Point annotation dataset records:
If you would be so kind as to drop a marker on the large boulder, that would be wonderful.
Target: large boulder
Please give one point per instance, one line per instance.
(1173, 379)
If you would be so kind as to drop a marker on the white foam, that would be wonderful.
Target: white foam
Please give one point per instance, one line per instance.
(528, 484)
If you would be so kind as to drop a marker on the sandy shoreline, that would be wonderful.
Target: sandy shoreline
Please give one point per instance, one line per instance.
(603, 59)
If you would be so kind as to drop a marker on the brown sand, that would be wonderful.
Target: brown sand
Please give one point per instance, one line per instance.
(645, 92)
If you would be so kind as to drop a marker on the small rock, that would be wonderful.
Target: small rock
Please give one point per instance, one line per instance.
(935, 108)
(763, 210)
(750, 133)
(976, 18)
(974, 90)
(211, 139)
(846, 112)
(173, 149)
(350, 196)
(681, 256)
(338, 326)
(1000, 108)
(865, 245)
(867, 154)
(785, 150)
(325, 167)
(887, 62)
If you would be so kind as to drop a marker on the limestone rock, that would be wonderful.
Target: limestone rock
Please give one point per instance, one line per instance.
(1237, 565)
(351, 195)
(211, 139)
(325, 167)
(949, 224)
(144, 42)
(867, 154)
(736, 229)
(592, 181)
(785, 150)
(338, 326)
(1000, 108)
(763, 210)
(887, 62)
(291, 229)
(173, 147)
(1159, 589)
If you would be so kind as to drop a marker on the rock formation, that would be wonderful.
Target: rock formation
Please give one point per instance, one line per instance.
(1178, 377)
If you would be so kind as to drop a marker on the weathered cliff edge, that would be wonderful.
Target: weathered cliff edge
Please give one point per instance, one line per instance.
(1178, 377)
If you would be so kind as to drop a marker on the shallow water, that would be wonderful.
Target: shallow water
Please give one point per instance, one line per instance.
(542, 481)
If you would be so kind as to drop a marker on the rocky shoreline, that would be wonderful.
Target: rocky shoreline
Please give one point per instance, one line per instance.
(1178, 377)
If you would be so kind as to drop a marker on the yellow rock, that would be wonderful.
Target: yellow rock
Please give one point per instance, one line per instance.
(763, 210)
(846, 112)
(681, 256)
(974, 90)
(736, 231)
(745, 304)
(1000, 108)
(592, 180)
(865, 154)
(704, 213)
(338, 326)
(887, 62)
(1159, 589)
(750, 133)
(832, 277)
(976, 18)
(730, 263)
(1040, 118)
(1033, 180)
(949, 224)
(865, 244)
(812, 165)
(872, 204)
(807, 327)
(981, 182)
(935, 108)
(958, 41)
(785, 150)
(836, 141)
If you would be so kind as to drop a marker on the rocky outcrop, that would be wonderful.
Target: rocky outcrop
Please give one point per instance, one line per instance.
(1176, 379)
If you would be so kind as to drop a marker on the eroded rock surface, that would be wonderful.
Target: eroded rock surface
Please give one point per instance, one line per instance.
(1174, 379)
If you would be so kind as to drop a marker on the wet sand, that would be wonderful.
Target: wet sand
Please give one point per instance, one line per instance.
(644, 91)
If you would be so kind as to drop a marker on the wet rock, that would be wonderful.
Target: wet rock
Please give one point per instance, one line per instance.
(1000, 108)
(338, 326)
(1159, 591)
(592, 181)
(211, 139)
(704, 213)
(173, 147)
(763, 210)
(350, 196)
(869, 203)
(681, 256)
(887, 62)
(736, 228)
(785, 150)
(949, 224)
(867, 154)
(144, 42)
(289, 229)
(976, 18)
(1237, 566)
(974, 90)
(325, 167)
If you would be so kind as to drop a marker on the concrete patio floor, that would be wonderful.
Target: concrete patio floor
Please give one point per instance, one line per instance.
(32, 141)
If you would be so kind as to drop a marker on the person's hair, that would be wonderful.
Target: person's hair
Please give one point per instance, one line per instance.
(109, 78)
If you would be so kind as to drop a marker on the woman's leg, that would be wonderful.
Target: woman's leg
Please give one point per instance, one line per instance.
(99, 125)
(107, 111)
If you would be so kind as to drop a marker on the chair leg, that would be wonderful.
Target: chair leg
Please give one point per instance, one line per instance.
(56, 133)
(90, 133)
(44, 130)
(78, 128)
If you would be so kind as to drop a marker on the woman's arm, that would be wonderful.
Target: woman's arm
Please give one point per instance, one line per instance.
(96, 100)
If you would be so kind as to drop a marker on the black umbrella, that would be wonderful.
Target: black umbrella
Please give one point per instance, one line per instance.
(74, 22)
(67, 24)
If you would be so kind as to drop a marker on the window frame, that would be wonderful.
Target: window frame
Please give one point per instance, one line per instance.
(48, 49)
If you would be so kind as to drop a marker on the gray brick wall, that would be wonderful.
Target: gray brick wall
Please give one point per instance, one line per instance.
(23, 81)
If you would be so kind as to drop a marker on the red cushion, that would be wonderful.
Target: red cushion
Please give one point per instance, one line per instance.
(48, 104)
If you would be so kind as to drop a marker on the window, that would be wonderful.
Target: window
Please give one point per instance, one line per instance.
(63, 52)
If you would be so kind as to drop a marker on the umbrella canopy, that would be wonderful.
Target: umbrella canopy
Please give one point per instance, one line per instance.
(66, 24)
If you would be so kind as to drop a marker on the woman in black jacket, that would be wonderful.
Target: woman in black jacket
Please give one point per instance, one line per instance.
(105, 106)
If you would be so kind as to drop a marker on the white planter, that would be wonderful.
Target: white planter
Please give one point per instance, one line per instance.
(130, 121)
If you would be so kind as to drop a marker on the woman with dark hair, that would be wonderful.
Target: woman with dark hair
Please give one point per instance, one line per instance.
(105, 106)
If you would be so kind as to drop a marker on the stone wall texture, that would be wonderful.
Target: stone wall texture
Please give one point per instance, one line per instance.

Exercise: Beginning with the line that contains "arm, that would be wonderful.", quote each line exactly through the last line of the entries above, and nothing beyond them.

The completed task:
If you would be so kind as to drop a marker on the woman's arm, that would be wonderful.
Target: woman's arm
Please give one point per instance, one line per instance.
(96, 100)
If you would be so kind as to drop a marker on the black umbrella, that would be wonderful.
Target: black umbrella
Please give one point per instance, one line per instance.
(74, 22)
(67, 24)
If you would be so kind as to drop a marker on the window frame, that would be wonderful.
Target: window frame
Please give one point per instance, one line per instance.
(48, 49)
If you would be so kind as to drop a marker on the gray brick wall, that would be wonderful.
Target: gray brick wall
Please give one point per instance, one line per instance.
(23, 81)
If you would be so kind as to drop a marker on the red cushion, that would be wonderful.
Target: red cushion
Please give one point per instance, one line per instance.
(48, 104)
If you would be so kind as to drop a marker on the window, that would be wonderful.
Target: window
Please give one point per instance, one line per instance.
(63, 52)
If you would be so kind as to drop a marker on the umbrella canopy, that would be wonderful.
Target: umbrella canopy
Please give one point per instance, one line per instance.
(66, 24)
If you would be so kind as to drop a marker on the woman in black jacket, that would be wonderful.
Target: woman in black jacket
Please give one point per instance, one line per instance.
(105, 106)
If you would be so kind as to drop a marker on the white planter, that would be wonderful.
Target: white planter
Please give one point per instance, one line per instance.
(130, 121)
If you would be so kind as to drop a marker on the woman with dark hair, that would be wonderful.
Target: woman with dark hair
Please give one point per instance, one line per instance.
(105, 106)
If you would be so kind as to drop a marker on the stone wall texture, that would be wonderful.
Target: stone wall texture
Please give one point per instance, one line per instance.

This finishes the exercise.